- **To do**: Rewrite the part of the entries that opens with the line containing "Q: Please detect the waterfall" and closes with the line containing "[37,324,626,417]", swapping "stream" for "creek" and leaving everything else as it is.

+++ Data extract

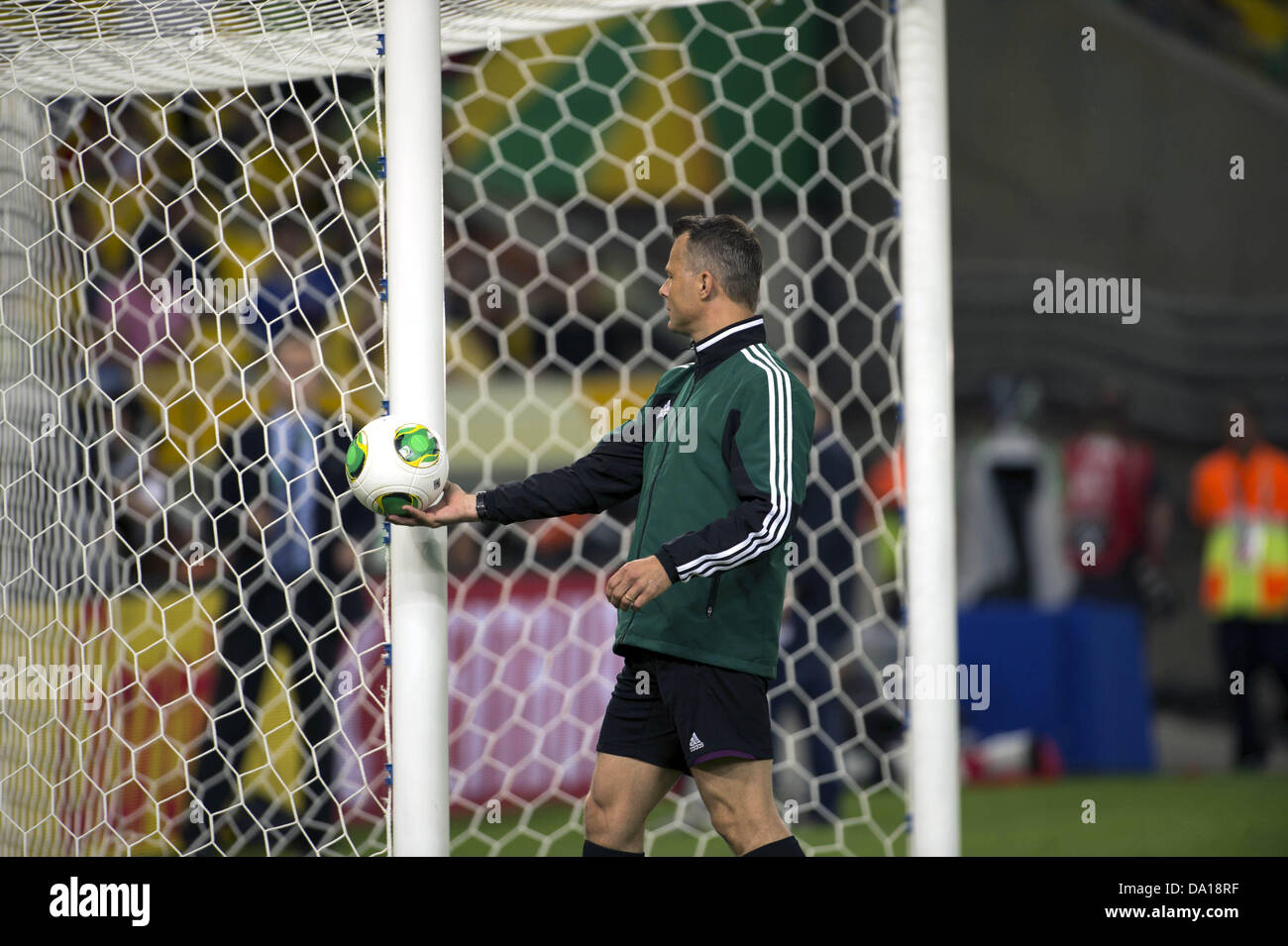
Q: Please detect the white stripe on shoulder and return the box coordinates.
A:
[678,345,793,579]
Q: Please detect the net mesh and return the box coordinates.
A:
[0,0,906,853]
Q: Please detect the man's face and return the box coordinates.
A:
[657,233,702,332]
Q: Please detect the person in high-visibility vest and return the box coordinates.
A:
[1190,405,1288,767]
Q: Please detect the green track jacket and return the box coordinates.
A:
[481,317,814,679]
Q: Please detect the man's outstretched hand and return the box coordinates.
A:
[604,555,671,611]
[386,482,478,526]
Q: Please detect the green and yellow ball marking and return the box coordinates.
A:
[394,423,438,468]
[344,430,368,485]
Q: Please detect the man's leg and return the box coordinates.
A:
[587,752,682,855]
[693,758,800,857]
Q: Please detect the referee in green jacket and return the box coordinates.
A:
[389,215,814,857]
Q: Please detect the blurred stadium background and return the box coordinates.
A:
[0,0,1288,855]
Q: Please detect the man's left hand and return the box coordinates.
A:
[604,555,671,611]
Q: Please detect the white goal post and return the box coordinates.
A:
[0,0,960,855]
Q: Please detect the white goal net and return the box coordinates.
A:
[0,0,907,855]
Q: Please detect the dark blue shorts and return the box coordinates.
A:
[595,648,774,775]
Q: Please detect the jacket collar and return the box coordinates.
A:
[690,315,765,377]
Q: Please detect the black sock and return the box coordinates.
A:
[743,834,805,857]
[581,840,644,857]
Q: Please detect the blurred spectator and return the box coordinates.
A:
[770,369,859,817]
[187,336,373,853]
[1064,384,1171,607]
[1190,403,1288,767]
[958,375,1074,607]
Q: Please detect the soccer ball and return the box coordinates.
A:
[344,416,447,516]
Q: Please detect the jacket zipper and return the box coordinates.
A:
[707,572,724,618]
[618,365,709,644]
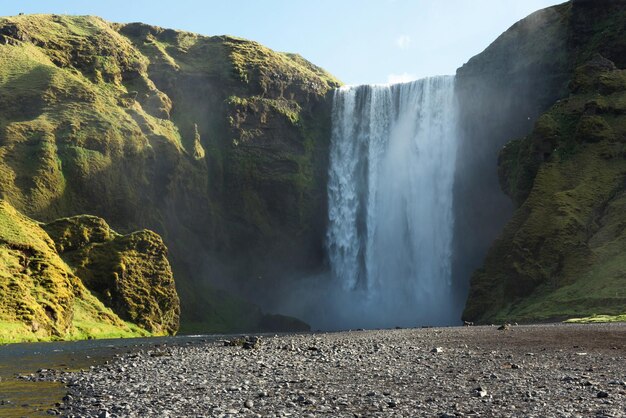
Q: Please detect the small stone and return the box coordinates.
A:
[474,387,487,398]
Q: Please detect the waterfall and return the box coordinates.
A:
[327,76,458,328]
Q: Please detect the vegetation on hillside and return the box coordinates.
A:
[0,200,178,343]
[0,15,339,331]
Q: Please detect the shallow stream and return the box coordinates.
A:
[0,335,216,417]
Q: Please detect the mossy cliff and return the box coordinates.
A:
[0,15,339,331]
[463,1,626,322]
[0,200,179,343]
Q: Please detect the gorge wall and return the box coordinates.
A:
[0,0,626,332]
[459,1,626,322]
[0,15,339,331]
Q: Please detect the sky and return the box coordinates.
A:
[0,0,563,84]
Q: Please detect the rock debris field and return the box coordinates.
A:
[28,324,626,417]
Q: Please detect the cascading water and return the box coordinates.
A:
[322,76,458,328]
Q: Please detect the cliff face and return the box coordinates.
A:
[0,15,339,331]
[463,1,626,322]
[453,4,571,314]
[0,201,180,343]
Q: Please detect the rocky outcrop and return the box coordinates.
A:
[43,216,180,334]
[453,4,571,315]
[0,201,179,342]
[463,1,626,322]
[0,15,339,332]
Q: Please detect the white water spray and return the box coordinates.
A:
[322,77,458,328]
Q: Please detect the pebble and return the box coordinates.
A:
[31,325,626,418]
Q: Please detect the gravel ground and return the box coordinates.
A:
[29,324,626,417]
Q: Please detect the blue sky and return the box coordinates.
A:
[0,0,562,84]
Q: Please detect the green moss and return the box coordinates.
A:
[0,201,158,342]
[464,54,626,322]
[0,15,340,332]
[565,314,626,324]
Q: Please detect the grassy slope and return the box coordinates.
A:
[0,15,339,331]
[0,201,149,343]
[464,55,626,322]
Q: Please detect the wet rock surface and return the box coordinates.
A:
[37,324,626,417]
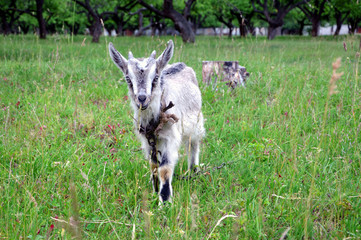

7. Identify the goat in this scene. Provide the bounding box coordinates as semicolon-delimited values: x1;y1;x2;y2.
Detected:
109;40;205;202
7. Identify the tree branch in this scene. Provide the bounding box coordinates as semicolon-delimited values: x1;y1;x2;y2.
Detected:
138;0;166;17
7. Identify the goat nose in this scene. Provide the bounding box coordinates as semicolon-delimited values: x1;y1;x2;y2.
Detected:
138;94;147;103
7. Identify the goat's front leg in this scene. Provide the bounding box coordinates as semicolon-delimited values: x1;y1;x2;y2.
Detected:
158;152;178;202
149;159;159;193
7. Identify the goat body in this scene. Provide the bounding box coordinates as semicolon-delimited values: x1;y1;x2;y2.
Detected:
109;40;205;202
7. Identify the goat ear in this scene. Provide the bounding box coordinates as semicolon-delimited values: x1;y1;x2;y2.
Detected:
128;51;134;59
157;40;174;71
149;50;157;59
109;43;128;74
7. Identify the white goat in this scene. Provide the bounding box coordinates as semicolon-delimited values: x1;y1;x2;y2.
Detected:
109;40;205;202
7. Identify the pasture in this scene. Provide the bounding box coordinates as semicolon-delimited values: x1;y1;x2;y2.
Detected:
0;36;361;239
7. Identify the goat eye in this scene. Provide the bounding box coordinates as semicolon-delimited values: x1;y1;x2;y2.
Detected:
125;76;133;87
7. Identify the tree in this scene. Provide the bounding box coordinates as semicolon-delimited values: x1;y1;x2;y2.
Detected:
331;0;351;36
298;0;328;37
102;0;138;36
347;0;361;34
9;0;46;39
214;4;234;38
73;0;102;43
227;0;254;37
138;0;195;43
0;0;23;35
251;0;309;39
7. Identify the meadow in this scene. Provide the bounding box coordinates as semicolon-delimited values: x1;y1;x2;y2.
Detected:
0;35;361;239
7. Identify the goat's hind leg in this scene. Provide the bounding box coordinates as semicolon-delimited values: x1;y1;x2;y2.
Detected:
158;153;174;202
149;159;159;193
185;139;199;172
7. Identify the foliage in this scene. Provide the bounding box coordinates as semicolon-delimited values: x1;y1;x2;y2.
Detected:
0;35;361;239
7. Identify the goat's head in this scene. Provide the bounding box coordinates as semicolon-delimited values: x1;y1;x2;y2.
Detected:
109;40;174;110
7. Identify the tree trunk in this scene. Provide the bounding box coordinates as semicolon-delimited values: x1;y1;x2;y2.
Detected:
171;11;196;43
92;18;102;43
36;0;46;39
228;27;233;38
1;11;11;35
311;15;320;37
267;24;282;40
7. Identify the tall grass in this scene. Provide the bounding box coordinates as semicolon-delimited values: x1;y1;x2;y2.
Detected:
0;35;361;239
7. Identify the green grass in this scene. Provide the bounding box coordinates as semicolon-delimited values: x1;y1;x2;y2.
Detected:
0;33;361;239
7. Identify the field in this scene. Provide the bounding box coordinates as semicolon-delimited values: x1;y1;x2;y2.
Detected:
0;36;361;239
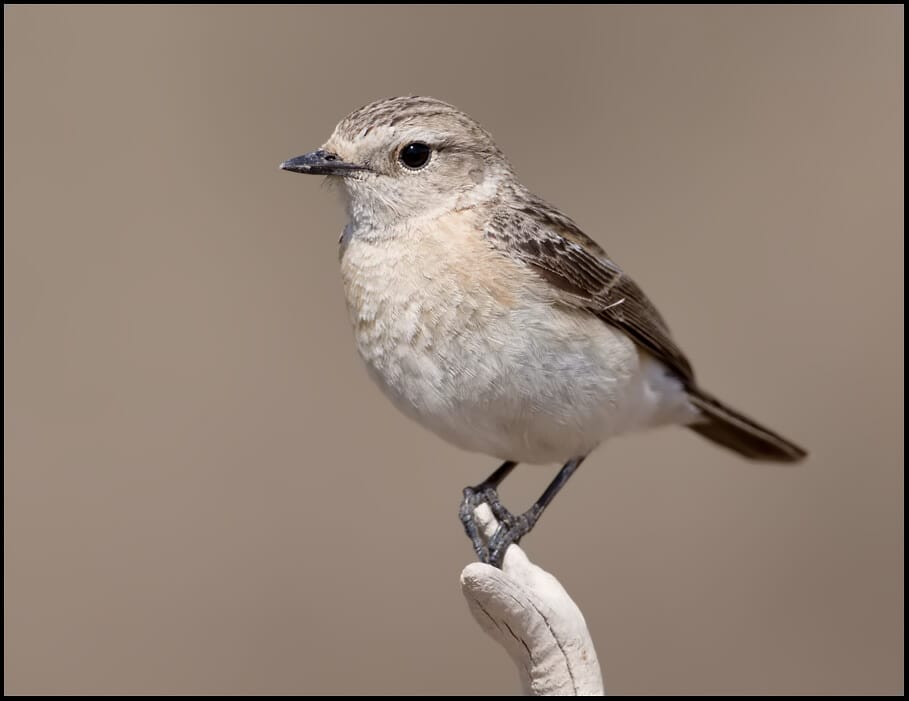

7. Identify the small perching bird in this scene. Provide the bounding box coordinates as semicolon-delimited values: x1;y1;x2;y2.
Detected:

++++++
+++ Data extract

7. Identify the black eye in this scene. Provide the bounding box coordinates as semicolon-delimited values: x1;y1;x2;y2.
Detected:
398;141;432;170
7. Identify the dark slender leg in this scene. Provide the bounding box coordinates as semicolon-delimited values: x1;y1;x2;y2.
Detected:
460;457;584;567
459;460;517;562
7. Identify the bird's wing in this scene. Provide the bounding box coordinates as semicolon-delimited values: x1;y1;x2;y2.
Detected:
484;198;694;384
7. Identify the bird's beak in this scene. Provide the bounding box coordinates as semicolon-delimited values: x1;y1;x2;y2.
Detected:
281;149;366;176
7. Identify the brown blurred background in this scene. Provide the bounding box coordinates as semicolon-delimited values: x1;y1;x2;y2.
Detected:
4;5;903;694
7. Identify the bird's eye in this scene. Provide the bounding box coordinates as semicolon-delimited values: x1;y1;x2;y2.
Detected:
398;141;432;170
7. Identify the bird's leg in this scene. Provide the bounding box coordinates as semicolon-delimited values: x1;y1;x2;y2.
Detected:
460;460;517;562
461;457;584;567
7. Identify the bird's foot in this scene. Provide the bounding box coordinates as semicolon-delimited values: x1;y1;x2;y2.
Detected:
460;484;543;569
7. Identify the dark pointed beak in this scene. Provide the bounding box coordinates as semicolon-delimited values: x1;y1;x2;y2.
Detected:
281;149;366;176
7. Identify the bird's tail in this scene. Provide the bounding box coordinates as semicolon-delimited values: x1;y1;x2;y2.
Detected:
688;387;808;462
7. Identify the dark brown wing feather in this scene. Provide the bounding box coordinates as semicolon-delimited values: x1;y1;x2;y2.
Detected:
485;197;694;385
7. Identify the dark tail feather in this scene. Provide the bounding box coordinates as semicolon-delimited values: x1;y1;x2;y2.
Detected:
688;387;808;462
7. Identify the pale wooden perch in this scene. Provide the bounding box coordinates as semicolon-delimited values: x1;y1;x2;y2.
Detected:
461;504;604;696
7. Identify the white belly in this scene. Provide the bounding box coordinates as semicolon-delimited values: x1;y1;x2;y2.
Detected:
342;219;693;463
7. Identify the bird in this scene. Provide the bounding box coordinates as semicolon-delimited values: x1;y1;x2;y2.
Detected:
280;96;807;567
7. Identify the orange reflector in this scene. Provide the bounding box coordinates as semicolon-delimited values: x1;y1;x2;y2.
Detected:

++++++

- **Solved problem**:
Q: Please detect the waterfall and return the box coordinates.
A:
[327,76,458,328]
Q: Please detect the vegetation on hillside and return the box coordinates.
A:
[0,200,178,343]
[0,15,339,331]
Q: Please detect the shallow creek and return the box coordinates.
A:
[0,335,216,417]
Q: Please detect the mossy cliff and return the box coordinates.
A:
[0,15,339,331]
[463,1,626,322]
[0,200,179,343]
Q: Please detect the gorge wall and return the box coordinates.
A:
[0,0,626,332]
[459,1,626,322]
[0,15,339,331]
Q: Please detect the sky and return the box coordinates.
A:
[0,0,563,84]
Q: Please detect the rock debris field and return the box coordinates.
A:
[28,324,626,417]
Q: Please detect the cascading water and return the box coordinates.
A:
[322,76,458,328]
Q: Please detect the cliff face and return the box coordinates.
A:
[0,15,339,331]
[463,1,626,322]
[453,4,571,314]
[0,201,180,343]
Q: Please detect the rocky outcrop and return the box coordinates.
A:
[43,216,180,334]
[453,4,571,315]
[0,201,179,342]
[463,1,626,322]
[0,15,339,332]
Q: Please detect the white water spray and return the box coordinates.
A:
[322,77,458,328]
Q: Please detect the pebble and return the box coordinates.
A:
[31,325,626,418]
Q: Please detect the gravel ground and return the box coordinates.
A:
[29,324,626,417]
Q: Please detect the blue sky and return the box coordinates.
A:
[0,0,562,84]
Q: Please detect the green moss and return the box coordinates.
A:
[0,201,158,342]
[464,54,626,322]
[0,15,340,332]
[565,314,626,324]
Q: Please detect the grassy slope and return the box coordinates.
A:
[0,15,339,331]
[0,201,149,343]
[464,55,626,322]
Q: Please detect the wet rock surface and return the box coordinates.
A:
[37,324,626,417]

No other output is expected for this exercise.